▸ What the task requires
Any picture in the data below should be skipped, while every line is repeated exactly.

(Stored data entries)
=== Section Start ===
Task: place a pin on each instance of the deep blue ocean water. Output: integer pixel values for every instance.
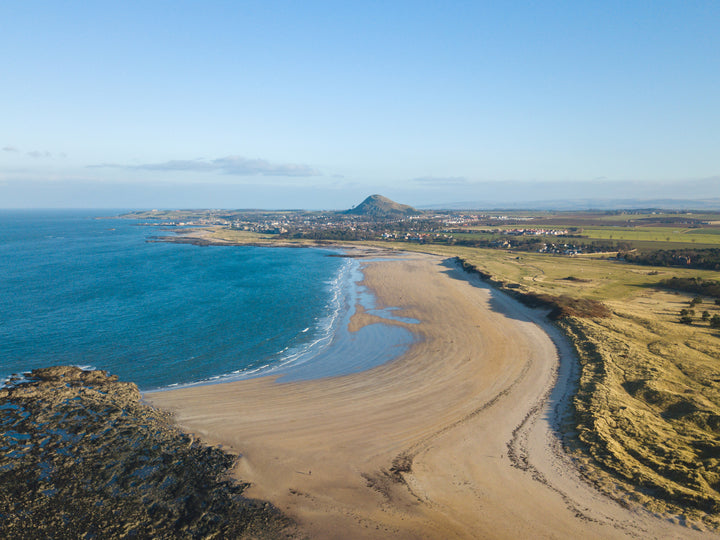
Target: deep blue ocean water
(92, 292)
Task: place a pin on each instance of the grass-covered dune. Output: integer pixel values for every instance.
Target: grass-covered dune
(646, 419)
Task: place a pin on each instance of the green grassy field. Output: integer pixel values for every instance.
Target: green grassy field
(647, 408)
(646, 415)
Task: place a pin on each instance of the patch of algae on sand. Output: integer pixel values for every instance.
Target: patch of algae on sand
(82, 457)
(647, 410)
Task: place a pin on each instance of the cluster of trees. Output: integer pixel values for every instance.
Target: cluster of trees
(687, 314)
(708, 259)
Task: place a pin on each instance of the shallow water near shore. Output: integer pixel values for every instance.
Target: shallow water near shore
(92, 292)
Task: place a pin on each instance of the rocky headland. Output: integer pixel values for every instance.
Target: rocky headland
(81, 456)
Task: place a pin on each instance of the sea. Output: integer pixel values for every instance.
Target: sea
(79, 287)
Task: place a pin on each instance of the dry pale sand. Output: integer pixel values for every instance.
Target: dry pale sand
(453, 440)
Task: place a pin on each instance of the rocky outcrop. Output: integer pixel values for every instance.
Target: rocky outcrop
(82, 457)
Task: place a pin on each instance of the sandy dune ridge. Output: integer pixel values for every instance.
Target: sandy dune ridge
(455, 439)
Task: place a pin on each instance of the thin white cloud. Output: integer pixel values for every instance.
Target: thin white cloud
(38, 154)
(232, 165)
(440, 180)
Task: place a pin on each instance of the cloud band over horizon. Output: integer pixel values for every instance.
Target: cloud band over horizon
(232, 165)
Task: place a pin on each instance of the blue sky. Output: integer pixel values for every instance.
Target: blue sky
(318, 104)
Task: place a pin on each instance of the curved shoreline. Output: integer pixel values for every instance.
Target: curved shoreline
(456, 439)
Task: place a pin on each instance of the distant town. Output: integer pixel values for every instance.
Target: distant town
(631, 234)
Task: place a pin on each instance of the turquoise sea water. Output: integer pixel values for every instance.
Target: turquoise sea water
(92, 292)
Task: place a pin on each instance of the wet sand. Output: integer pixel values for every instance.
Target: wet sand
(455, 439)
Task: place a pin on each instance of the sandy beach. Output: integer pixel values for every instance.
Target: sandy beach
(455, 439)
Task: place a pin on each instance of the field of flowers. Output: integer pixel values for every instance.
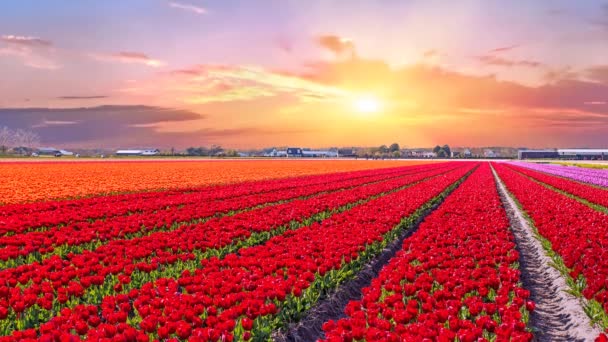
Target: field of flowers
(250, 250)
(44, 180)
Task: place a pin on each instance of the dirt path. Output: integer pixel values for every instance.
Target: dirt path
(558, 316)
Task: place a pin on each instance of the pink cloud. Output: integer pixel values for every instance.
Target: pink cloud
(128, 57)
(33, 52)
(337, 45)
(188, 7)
=== Section End ===
▸ Task answer
Task: place a pin on each instance of the deep blue ocean water. Output: integer pixel values for every instance.
Target: deep blue ocean water
(92, 292)
Task: place a pin on each instance of the grass-covered dune. Output: integer pixel values for every instance.
Target: grass-covered dune
(646, 419)
Task: place a pin on each instance of the green grassy field. Output: integer pixel values for every instance.
Target: green grassy field
(647, 408)
(646, 415)
Task: place a pin on each instance of the patch of algae on sand. Output: integer pixel values for every instance.
Target: patch of algae on sand
(82, 457)
(647, 410)
Task: place a pin on each instance of the cluster of trees. Output: integer pixel values for every instance.
Target: cluster of trees
(687, 314)
(708, 259)
Task: place a pin on each instance of the shallow water near shore. Output: integer pixel values for every instance.
Target: shallow water near shore
(92, 292)
Task: place a pin on each instance of the rocky headland. Output: integer pixel values for every instance.
Target: rocky headland
(81, 456)
Task: place a pin on each instance of the sea. Output: integer pixel values for every instance.
Target: sea
(79, 287)
Task: place a pin on each instance of the dry pale sand. Output: integer pixel values for every instance.
Target: dry pale sand
(453, 440)
Task: place a pin on each instance of the rocky outcrop. Output: integer pixel values for every instance.
Target: rocky outcrop
(82, 457)
Task: place a pin on each instance of the sandy dune ridge. Output: integer pixel values for every instance.
Target: sandy dune ridge
(455, 439)
Task: place a pin on each instance of the thin white cloud. Output: integer pixel values for every instance.
Target: thin white cloud
(38, 154)
(232, 165)
(440, 180)
Task: place a pin on each instance of the cloud band over horizon. Output: integer pixel values for every instance.
Target: cloud band over horizon
(232, 165)
Task: place a pin on each instance of the blue sky. Output: integer pixel values for every instance.
Target: blue sky
(318, 104)
Task: place a pin on each instance of the curved shoreline. Output: integer pixel values for every instance.
Target: curved shoreline
(456, 439)
Task: place a pin on each instance of the distant town. Output: integer pixel values for every instance.
Target: distant town
(631, 234)
Task: place a pin on each instance of the turquoise sea water. Output: integer pixel values for every instance.
Target: turquoise sea water
(92, 292)
Task: place a pin on each instance of the wet sand. Output: integer pixel values for every instance.
Target: wet sand
(455, 439)
Task: place a pin on each instance of the sandy beach. Output: integer pixel values for every instance.
Target: sandy beach
(455, 439)
Task: place a pin on each instance of the field of flowers. Output: integer pixel values for every instance.
Target: field of flowers
(250, 250)
(44, 180)
Task: place a pin on each instance of the dirt path. Output: integer pixel values for every instance.
Target: dirt path
(558, 316)
Task: place a pin on each instance of the pink cloud. Output: integer pixel values for every instance.
Target: pink cloud
(128, 57)
(33, 52)
(337, 45)
(188, 7)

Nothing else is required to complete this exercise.